• **Work task**:
Copy the records below exactly, leaving out every picture.

(Data entries)
Segment Open

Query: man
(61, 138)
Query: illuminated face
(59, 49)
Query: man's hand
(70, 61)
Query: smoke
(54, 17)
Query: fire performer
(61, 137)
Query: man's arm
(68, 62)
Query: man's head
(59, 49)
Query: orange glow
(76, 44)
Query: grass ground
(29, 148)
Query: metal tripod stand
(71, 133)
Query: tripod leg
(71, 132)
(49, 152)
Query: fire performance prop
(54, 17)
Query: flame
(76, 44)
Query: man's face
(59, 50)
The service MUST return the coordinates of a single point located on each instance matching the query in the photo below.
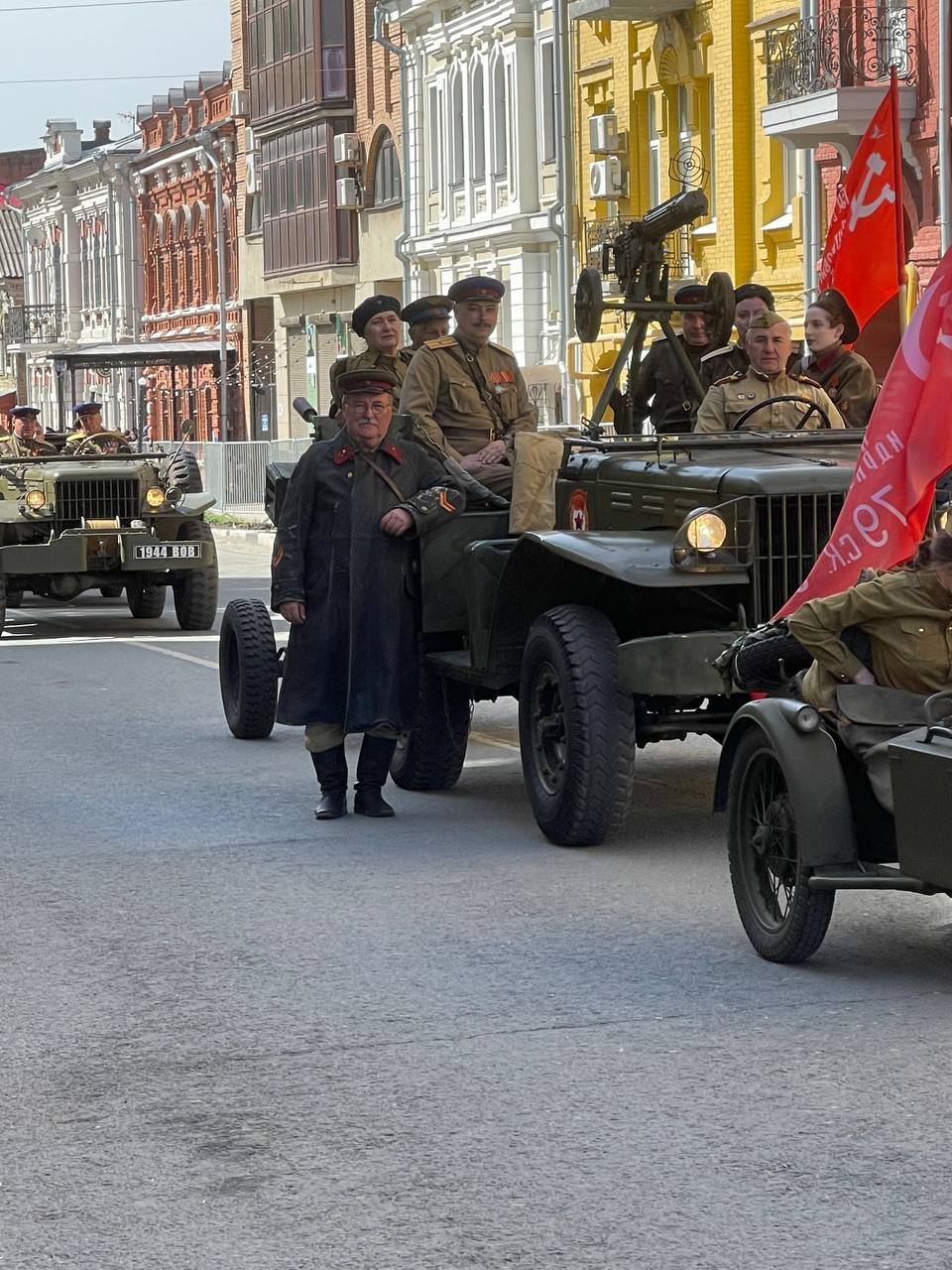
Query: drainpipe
(565, 191)
(944, 123)
(206, 140)
(403, 56)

Segment Closed

• **Response area**:
Query: man
(61, 138)
Query: illuminated face
(59, 49)
Query: man's hand
(70, 61)
Query: smoke
(54, 17)
Query: fire performer
(61, 137)
Query: man's arm
(68, 62)
Query: man's head
(59, 49)
Query: orange glow
(76, 44)
Query: grass ground
(29, 148)
Query: metal tripod stand
(71, 133)
Query: tripod leg
(71, 132)
(49, 152)
Query: fire performance prop
(54, 17)
Query: flame
(76, 44)
Query: man's face
(59, 50)
The service MUST return the coordinates of a single point located on each instance matching the query in the photo below.
Query: drainpipe
(565, 191)
(944, 123)
(206, 140)
(403, 56)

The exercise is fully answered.